[start]
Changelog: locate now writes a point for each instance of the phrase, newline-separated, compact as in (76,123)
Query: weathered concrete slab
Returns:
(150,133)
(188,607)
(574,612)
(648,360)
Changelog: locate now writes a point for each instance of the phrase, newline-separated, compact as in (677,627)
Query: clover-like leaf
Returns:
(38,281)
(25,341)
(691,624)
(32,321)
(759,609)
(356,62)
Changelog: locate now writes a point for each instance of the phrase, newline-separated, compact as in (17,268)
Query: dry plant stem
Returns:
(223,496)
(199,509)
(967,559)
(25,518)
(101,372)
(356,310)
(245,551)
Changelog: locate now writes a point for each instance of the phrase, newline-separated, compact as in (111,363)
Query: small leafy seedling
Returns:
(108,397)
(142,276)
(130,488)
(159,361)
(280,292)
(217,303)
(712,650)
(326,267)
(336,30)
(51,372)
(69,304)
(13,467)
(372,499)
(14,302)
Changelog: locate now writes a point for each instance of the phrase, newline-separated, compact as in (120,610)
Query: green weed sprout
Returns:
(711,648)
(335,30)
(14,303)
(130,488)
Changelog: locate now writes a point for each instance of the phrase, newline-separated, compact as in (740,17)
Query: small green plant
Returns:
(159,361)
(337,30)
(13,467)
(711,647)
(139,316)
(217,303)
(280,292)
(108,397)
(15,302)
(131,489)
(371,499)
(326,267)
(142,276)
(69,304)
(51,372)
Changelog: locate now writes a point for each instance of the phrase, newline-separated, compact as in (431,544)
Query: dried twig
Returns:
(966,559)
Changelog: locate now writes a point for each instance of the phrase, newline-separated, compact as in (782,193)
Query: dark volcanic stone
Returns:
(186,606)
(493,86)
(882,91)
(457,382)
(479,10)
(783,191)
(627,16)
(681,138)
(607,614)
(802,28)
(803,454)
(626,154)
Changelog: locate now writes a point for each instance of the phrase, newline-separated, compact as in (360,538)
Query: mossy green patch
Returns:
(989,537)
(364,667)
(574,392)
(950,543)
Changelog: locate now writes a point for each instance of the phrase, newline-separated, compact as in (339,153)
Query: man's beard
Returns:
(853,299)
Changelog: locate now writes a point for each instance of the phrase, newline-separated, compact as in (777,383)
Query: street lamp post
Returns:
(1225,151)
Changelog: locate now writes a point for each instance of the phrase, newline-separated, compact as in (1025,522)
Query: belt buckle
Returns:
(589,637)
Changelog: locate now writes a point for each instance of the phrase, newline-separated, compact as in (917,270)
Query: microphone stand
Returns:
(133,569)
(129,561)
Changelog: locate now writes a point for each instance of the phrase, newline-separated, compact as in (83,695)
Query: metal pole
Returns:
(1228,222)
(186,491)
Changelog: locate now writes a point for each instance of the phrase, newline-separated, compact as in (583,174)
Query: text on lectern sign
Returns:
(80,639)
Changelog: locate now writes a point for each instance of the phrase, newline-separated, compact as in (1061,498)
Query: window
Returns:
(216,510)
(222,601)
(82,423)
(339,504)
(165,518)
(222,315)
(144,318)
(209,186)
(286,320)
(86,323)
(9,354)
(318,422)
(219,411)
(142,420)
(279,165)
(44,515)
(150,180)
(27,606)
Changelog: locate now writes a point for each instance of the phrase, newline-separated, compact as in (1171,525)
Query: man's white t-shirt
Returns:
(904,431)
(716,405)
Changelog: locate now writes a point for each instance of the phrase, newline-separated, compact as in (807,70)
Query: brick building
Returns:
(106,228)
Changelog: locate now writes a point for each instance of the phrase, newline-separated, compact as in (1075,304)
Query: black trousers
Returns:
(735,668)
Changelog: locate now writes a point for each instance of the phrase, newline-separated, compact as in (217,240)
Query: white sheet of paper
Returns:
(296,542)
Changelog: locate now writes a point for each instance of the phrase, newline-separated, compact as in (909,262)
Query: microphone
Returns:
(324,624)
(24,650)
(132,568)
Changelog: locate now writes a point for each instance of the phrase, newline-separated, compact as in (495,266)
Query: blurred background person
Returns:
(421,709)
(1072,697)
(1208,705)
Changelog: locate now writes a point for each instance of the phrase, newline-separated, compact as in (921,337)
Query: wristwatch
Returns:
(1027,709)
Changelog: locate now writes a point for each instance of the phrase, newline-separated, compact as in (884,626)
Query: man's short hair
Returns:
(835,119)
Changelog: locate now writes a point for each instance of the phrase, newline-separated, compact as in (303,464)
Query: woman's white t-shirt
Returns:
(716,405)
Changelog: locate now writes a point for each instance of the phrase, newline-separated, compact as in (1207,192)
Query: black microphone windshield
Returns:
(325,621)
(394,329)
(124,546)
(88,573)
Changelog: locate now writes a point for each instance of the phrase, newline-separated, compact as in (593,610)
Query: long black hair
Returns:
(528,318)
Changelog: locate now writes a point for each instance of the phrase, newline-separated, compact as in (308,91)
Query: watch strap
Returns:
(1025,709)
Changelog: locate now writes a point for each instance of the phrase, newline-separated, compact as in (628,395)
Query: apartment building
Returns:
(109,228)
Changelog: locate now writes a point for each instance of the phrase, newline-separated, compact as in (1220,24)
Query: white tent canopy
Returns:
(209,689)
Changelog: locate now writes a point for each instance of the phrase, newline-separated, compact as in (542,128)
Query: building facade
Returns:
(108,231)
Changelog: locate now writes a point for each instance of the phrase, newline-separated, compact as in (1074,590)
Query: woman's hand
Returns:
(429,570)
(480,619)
[end]
Problem requirements: Transcribe the data above in full, exactly.

Output of the exercise:
Changelog: locate now writes a point for each instance of the phrase, newline-separated, compact as in (76,123)
Query: weathered concrete slab
Returns:
(150,133)
(188,607)
(574,612)
(648,360)
Changelog: locate now writes a point for each instance of the phrase, newline-separated, compact as in (677,627)
Query: clover-like leaf
Returns:
(38,281)
(25,341)
(691,624)
(32,321)
(759,609)
(356,62)
Changelog: locate now writes a point for each instance of the phrase, newline-separated, compact as in (17,268)
Query: dry plant stem
Returns:
(223,496)
(199,509)
(967,559)
(25,518)
(101,372)
(356,310)
(245,551)
Changelog: locate now writes a point for each instance of the phrase, newline-separated, compact as in (111,363)
Query: small leafy seedling
Returns:
(108,397)
(142,276)
(130,488)
(159,361)
(280,292)
(217,303)
(712,650)
(326,267)
(336,30)
(51,372)
(69,304)
(13,467)
(372,499)
(14,302)
Changelog: locate now writes a point for each instance of the phrase, newline-separated, compact as in (120,610)
Query: green weed sprout
Returns:
(711,648)
(335,30)
(14,303)
(130,488)
Changelog: locate now writes a point for each instance of the phrase, newline-separated, compact as in (740,17)
Query: small green plant
Returns:
(159,361)
(337,30)
(13,467)
(711,647)
(139,316)
(217,303)
(280,292)
(108,397)
(15,302)
(131,489)
(371,499)
(326,267)
(142,276)
(69,304)
(51,372)
Changelog: locate now writes a point for each instance of the phrase, newline-separated, compact as in (431,544)
Query: dried twig
Returns:
(966,559)
Changelog: locate now writes a point for each instance of the phrase, newline-separated, compact as in (782,193)
Query: dark volcanic stone
Returns:
(186,606)
(493,86)
(882,91)
(457,382)
(479,10)
(783,191)
(627,16)
(681,138)
(607,614)
(802,28)
(803,454)
(626,154)
Changelog: locate now writes a point for each instance of the phrase, newline-separated, compact as in (360,538)
Query: mossy green patch
Returns:
(989,537)
(364,667)
(574,392)
(950,543)
Changelog: locate now writes a point for each instance of the phrase, newline-separated, compact as in (339,153)
Query: man's beard
Returns:
(853,299)
Changelog: locate now writes a point for each instance of the phrase, newline-separated, compact as in (777,383)
Query: street lamp post
Returns:
(1225,151)
Changelog: locate now writes a point for each instance of the phrase, newline-separated, compact as in (1025,522)
Query: belt buckle
Returns:
(589,637)
Changelog: locate now writes a point for each instance of the phrase, newline-separated, compact as in (917,270)
Query: microphone stand
Returns:
(133,569)
(129,561)
Changelog: locate now writes a point for each instance of the phrase, newline-separated, compact as in (83,695)
Query: metal pole
Returns:
(1228,222)
(186,491)
Changelog: locate now writes a point for each instance of the phrase, newline-separated, compact as in (583,174)
Query: text on lectern sign
Returns:
(80,639)
Changelog: locate now writes a point for each instance of the phrase, newline-separated, compact as in (1061,498)
Query: window
Returns:
(216,510)
(222,601)
(82,423)
(339,504)
(165,518)
(222,315)
(144,318)
(209,186)
(286,320)
(86,323)
(9,354)
(318,422)
(219,411)
(142,420)
(279,165)
(44,515)
(150,180)
(27,606)
Changelog: locate now writes a point for each instance of the phrase, newline-separated, compact as in (1171,525)
Query: man's white t-shirt
Returns:
(904,431)
(716,405)
Changelog: locate now writes a point for each instance of the phrase, newline-separated, compact as in (807,70)
Query: brick building
Returns:
(106,228)
Changelog: locate now writes a point for each instance of the phrase, newline-separated, compact as in (1075,304)
Query: black trousers
Returns:
(735,668)
Changelog: locate now writes a point for each instance of the phrase, newline-separated, compact as in (217,240)
Query: white sheet of paper
Returns:
(296,542)
Changelog: locate now writes a point for each instance of the phrase, newline-separated, compact as in (909,262)
Query: microphone
Returns:
(324,624)
(24,650)
(132,568)
Changelog: locate now writes a point for each instance of the phrase, newline-separated, compact as in (495,266)
Query: blurred background person
Returns:
(421,709)
(1072,697)
(1208,705)
Changelog: locate now writes a point for each instance of the phrase, newline-separated, compact as in (921,337)
Query: wristwatch
Returns:
(1027,709)
Changelog: locate now writes a point for each instance of the phrase, newline-separated, compact as in (884,626)
Query: man's short hair
Returns:
(835,119)
Changelog: locate now writes a point for each instance of the phrase, newline-separated, compact as in (303,464)
Query: woman's white t-shirt
Returns:
(716,405)
Changelog: locate now writes a point for each instance of the phrase, newline-separated, compact as in (1207,192)
Query: black microphone windshield
Returns:
(325,621)
(394,329)
(124,546)
(88,573)
Changelog: locate now writes a point for each instance of the phrase, newline-separated, compact as in (593,610)
Query: long black hair
Returns:
(528,318)
Changelog: locate now writes a point for each instance of the phrase, newline-separated, compact as in (308,91)
Query: watch strap
Returns:
(1025,709)
Changelog: locate now writes a point for each instance of the phrase, newline-separated, compact as in (628,395)
Query: apartment building
Returns:
(109,228)
Changelog: locate now writes a point for each instance of the phrase, newline-separated, compact as in (1220,24)
Query: white tent canopy
Returns:
(209,689)
Changelog: locate now writes a point for each instance of the phrase, newline-separated, compact as in (542,128)
Query: building facade
Returns:
(108,231)
Changelog: locate now writes a point for each instance of the phrase, newline-separated, compact as in (1074,590)
Query: woman's hand
Returns:
(429,570)
(480,619)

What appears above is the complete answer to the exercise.